**What you are asked to do**
Write the material out again, line by line, exactly as it is.

---*---

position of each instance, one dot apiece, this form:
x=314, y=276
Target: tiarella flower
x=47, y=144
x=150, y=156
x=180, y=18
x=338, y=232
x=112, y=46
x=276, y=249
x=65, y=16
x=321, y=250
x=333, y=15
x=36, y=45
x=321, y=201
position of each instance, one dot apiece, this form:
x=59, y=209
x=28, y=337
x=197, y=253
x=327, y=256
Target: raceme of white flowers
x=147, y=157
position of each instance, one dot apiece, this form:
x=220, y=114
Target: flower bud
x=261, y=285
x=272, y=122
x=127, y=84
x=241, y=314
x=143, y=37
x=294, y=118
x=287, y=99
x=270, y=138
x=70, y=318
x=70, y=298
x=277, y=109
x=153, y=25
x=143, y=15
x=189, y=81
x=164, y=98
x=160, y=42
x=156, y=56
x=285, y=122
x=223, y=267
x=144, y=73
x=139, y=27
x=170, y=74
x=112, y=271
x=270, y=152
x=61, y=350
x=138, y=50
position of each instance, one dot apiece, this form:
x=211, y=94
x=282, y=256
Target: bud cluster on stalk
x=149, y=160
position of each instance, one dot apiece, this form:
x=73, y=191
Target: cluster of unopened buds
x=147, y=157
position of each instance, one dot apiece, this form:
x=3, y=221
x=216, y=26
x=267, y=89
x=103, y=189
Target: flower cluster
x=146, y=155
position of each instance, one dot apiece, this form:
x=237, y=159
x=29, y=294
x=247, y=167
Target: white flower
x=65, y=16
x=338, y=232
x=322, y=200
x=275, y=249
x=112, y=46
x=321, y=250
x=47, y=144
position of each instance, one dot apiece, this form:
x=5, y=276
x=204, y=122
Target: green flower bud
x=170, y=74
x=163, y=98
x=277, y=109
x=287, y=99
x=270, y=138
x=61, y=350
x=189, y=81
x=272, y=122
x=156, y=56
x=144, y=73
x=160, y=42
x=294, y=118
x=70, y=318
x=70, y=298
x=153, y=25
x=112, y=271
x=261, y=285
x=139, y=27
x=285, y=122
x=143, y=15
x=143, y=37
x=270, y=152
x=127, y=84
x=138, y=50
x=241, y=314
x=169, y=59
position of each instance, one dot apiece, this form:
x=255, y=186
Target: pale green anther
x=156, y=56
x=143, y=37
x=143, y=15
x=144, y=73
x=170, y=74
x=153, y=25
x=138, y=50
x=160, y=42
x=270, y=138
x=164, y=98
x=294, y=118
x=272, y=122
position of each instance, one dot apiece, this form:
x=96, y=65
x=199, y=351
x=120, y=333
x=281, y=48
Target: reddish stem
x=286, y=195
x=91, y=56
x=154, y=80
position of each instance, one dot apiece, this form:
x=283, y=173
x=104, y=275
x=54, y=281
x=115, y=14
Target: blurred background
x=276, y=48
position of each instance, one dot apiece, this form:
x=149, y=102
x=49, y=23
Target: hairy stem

---*---

**Final result**
position of each instance, one dot apiece, this form:
x=314, y=276
Target: tiarella flower
x=47, y=144
x=150, y=156
x=180, y=18
x=338, y=232
x=112, y=46
x=276, y=249
x=65, y=16
x=321, y=250
x=333, y=15
x=36, y=45
x=321, y=201
position of each instance, one dot apiece, this form:
x=59, y=209
x=28, y=337
x=197, y=253
x=327, y=256
Target: raceme of white flowers
x=147, y=157
position of each instance, one dot apiece, this form:
x=220, y=114
Target: flower bud
x=261, y=285
x=272, y=122
x=127, y=84
x=241, y=314
x=143, y=37
x=294, y=118
x=287, y=99
x=270, y=138
x=70, y=318
x=70, y=298
x=277, y=109
x=153, y=25
x=143, y=15
x=189, y=81
x=164, y=98
x=160, y=42
x=156, y=56
x=285, y=122
x=223, y=267
x=144, y=73
x=139, y=27
x=170, y=74
x=112, y=271
x=270, y=152
x=61, y=350
x=138, y=50
position of each instance, one dot apiece, this form:
x=211, y=94
x=282, y=256
Target: bud cluster on stalk
x=149, y=160
position of each instance, one dot apiece, this form:
x=73, y=191
Target: cluster of unopened buds
x=147, y=157
position of each instance, one dot apiece, this form:
x=3, y=221
x=216, y=26
x=267, y=89
x=103, y=189
Target: flower cluster
x=146, y=155
position of each instance, one dot apiece, this form:
x=237, y=159
x=29, y=294
x=247, y=167
Target: white flower
x=65, y=16
x=338, y=232
x=322, y=200
x=275, y=249
x=112, y=46
x=321, y=250
x=47, y=144
position of each instance, one dot apiece, this form:
x=5, y=276
x=204, y=122
Target: green flower bud
x=170, y=74
x=163, y=98
x=277, y=109
x=287, y=99
x=270, y=138
x=61, y=350
x=189, y=81
x=272, y=122
x=156, y=56
x=144, y=73
x=160, y=42
x=294, y=118
x=70, y=318
x=70, y=298
x=153, y=25
x=112, y=271
x=261, y=285
x=139, y=27
x=285, y=122
x=143, y=15
x=143, y=37
x=270, y=152
x=127, y=84
x=138, y=50
x=241, y=314
x=169, y=59
position of each instance, one dot apiece, this form:
x=255, y=186
Target: pale green anther
x=156, y=56
x=143, y=37
x=143, y=15
x=144, y=73
x=170, y=74
x=153, y=25
x=138, y=50
x=160, y=42
x=270, y=138
x=164, y=98
x=294, y=118
x=272, y=122
position of each instance, one dot apiece, this form:
x=96, y=65
x=199, y=351
x=120, y=333
x=281, y=48
Target: reddish stem
x=286, y=195
x=91, y=56
x=154, y=80
position of each instance, one dot apiece, this form:
x=283, y=173
x=104, y=275
x=54, y=281
x=115, y=14
Target: blurred background
x=276, y=48
position of each instance, one dot apiece, this form:
x=149, y=102
x=49, y=23
Target: hairy stem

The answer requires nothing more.